- **REQUIRED ACTION 1**: According to the La Palma hot springs text, what buried the original medicinal water spring in 1667?
- **REQUIRED ACTION 2**: Retype the part of the La Palma hot springs text between "La Palma Hot" and "located until recently.", inclusive.

- **DOCUMENT EXCERPT**:
La Palma Hot Springs Baths
The Fuente Santa spa is set on land reclaimed from the sea at the foot of a steep 150 metre volcanic cliff, near Echenvite beach. It sits directly on the lava flow from the 1971 eruption of the Teneguía volcano, part of the Cumbre Vieja volcanic ridge that runs north-south across La Palma Island. In 1667, an eruption of the San Antonio volcano buried the original medicinal water spring beneath 40 metres of lava. The source of the hot springs that feed the new spa was not located until recently.
The new spa is a set of two overlapping dream-like landscapes with bathing ponds separated by a black perforated monolithic block with a fractured edge. Its colour, materiality and deformed geometry replicate the geology of the inaccesible lava surface lying below it, almost without contact between the two. The two landscapes are shaped by a set of smooth pools with different sizes, depths and salinities. The water is stained with colours that contrast with the deep black sea of lava and the blue ocean. The upper and lower pools form a spa with natural associations, despite their artificiality- regular but adapted to the lava, in continuity with the surroundings yet totally differentiated from them. Above the spreading roof surface, a myriad of pools in artificial colours hang over the lava landscape, relating to the remote western horizon. The pools are systematically repeated at constant distances and rhythms, generating an abstract foreground landscape that contrasts with the set of interior pools below the roof and their surreal softness.
The presence of Cesar Manrique spreads like a ghostly shadow of memories and dreams, open to the sky in an oniric landscape, a mixture of white floors, pools like transparent water droplets with the size of puddles in which the only real ground is the plane of the water in the swimming pools. Entering this landscape, visitors leave their routine behind and become submerged in a world of strange artificial geological formations, where body and views are treated by the stark contrast between the rough black lava, the different horizontals created by the slab and the water, strangely contained in clusters of bluish ponds.

- **INFORMATION SUPPLIED**:
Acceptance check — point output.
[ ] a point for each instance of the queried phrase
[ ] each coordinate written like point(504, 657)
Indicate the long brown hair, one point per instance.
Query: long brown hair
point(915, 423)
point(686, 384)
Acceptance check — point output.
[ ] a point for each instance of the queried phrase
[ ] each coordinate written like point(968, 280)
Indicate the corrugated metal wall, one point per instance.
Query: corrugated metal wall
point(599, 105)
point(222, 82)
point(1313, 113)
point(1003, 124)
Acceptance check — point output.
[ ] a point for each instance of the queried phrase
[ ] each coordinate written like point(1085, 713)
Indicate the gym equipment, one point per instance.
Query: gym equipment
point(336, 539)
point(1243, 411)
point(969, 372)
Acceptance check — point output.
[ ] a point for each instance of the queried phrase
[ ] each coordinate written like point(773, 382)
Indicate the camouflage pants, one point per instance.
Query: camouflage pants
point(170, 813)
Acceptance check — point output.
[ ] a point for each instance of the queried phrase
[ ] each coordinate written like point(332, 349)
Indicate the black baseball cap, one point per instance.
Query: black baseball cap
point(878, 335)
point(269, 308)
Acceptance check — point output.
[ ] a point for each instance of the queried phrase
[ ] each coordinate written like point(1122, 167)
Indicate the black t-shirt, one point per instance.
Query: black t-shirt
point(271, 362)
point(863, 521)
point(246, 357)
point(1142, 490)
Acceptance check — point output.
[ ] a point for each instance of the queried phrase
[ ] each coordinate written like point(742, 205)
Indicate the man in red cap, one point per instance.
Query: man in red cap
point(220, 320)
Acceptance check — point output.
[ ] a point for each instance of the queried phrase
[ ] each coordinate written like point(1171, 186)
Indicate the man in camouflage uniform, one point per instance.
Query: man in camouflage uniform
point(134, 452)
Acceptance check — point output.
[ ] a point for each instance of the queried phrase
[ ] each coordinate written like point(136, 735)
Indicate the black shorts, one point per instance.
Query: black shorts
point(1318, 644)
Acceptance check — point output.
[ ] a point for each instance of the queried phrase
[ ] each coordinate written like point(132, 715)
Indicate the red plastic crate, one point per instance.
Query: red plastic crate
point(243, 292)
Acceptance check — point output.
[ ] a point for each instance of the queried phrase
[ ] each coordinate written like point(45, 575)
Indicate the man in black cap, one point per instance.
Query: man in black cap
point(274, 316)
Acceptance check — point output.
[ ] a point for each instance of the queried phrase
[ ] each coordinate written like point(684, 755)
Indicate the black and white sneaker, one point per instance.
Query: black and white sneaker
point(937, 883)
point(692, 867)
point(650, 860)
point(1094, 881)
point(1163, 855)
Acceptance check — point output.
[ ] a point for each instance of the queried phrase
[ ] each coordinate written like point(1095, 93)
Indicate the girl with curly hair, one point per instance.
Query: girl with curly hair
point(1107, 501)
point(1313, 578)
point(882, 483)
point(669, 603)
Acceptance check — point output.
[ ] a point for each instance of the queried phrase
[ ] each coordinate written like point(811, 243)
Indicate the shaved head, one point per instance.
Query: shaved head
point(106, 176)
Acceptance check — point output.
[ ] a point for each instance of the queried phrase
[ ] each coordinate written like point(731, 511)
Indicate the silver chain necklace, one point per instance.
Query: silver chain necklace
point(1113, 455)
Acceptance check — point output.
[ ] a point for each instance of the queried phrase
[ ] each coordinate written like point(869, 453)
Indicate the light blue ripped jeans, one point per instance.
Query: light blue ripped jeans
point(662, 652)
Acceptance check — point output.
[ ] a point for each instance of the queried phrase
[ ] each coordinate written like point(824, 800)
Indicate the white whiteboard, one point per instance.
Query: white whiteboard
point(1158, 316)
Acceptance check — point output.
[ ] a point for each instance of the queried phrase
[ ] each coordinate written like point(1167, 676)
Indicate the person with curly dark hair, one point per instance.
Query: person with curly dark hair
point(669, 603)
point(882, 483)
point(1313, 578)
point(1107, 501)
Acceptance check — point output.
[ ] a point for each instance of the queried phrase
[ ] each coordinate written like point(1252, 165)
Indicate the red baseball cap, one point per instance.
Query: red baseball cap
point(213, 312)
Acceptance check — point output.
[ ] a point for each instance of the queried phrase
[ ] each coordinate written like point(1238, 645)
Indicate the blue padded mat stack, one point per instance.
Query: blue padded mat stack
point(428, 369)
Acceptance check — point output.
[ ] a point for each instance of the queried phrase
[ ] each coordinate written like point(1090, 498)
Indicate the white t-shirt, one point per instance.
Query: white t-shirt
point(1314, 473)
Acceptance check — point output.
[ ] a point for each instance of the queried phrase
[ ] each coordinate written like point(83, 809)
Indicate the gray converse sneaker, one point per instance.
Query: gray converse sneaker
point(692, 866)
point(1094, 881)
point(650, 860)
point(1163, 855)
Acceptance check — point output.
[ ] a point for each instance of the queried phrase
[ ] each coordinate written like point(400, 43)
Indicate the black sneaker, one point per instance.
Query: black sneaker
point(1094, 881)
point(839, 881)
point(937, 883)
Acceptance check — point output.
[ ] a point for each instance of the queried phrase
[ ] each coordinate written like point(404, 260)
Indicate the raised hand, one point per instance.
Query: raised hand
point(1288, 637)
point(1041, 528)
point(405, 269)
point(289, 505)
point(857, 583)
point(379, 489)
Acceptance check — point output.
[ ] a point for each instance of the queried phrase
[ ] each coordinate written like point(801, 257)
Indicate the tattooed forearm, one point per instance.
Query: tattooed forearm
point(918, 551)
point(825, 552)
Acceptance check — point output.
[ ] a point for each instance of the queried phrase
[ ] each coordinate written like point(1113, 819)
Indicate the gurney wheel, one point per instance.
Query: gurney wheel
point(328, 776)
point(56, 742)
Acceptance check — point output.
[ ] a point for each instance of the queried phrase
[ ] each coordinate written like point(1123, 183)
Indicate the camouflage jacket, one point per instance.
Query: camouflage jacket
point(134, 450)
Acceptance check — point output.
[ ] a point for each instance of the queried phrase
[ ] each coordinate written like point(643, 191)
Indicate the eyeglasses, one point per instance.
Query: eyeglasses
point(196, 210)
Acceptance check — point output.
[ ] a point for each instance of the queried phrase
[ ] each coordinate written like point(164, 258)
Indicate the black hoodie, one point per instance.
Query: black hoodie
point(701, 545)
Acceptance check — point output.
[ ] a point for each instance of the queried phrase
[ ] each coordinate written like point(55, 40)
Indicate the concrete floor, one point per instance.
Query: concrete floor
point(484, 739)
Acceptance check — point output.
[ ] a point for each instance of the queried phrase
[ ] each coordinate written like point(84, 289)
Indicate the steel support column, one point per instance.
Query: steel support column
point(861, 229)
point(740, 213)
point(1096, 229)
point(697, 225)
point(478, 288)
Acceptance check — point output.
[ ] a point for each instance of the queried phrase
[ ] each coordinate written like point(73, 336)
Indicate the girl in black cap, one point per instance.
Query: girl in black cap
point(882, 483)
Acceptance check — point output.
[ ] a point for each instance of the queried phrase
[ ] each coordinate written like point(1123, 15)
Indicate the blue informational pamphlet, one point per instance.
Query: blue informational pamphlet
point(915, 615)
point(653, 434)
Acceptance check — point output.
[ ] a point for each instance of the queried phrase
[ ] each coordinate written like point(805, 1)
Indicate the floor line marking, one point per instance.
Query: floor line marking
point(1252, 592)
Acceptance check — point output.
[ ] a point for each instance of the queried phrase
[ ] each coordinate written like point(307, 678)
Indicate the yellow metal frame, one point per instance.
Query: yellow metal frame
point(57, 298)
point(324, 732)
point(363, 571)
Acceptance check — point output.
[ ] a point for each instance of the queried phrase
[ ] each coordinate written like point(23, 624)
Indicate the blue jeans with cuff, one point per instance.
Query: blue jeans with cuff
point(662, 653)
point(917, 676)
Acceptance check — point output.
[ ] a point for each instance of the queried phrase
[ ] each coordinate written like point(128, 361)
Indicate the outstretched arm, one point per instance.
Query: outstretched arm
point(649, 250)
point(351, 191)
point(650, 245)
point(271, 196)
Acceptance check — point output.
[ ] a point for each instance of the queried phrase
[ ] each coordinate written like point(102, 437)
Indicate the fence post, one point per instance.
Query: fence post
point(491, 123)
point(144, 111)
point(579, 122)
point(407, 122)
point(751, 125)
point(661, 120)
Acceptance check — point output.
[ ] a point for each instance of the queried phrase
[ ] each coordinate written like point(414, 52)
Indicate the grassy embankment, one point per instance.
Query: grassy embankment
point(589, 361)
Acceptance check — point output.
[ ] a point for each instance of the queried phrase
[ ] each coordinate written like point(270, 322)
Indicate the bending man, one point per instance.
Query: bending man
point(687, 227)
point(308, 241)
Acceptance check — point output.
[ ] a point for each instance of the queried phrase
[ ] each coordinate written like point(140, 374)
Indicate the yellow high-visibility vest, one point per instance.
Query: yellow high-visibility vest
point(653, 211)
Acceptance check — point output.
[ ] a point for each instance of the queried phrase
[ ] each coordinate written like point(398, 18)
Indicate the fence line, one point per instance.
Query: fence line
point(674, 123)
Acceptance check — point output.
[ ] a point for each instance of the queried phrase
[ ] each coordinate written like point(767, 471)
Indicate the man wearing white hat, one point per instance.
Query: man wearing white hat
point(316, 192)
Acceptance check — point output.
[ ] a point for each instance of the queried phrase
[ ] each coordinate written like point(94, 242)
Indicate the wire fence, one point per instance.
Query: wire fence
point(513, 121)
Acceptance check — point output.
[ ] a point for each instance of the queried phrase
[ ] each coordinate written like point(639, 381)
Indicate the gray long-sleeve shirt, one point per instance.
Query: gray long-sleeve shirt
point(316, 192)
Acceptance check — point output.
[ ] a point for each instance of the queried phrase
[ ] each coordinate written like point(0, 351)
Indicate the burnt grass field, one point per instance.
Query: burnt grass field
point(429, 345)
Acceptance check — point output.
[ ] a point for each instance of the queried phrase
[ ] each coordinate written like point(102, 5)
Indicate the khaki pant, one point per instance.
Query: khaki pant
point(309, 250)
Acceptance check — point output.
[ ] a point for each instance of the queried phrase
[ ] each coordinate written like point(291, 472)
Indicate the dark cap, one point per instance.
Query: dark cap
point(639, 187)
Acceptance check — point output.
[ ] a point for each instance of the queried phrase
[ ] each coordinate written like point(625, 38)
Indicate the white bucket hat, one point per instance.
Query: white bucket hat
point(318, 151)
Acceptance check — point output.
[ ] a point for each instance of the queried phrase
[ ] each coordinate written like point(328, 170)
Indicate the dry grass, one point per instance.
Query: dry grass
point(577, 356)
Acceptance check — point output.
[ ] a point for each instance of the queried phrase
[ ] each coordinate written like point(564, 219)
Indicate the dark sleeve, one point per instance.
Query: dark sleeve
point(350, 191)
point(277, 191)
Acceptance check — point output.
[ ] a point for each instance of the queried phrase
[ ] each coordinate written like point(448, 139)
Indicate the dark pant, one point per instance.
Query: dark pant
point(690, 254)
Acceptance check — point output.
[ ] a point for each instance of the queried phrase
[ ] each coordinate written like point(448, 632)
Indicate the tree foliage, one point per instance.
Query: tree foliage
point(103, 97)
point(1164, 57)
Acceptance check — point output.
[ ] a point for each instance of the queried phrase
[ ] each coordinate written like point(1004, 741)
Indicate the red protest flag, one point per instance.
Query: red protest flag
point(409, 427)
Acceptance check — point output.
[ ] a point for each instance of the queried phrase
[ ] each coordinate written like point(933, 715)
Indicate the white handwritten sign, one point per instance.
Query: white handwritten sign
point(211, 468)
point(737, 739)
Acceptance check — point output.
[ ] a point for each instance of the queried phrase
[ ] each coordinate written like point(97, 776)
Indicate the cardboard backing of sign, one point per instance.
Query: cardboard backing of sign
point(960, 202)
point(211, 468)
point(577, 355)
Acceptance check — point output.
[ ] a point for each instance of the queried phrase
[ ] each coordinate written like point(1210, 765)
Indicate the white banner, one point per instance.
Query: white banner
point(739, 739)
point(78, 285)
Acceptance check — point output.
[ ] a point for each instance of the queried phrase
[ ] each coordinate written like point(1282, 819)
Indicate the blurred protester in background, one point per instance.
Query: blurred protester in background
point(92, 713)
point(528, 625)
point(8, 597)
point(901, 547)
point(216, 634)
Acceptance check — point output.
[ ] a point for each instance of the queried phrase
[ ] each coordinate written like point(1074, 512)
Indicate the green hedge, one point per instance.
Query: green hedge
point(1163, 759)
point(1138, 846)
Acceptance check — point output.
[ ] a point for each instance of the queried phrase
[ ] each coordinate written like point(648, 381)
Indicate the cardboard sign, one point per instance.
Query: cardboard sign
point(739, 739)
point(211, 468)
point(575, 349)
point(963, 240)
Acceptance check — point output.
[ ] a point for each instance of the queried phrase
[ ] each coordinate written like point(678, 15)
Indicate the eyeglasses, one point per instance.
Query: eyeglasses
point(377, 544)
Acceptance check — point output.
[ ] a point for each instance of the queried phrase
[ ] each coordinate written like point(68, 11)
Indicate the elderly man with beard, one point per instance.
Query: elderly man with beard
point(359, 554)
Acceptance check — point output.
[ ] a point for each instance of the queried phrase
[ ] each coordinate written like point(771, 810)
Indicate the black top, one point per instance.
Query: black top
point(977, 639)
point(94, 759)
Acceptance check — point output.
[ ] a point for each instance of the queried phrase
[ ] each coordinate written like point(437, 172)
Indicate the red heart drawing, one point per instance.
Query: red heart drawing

- **EXERCISE ANSWER 1**: An eruption of the San Antonio volcano.

- **EXERCISE ANSWER 2**:
La Palma Hot Springs Baths
The Fuente Santa spa is set on land reclaimed from the sea at the foot of a steep 150 metre volcanic cliff, near Echenvite beach. It sits directly on the lava flow from the 1971 eruption of the Teneguía volcano, part of the Cumbre Vieja volcanic ridge that runs north-south across La Palma Island. In 1667, an eruption of the San Antonio volcano buried the original medicinal water spring beneath 40 metres of lava. The source of the hot springs that feed the new spa was not located until recently.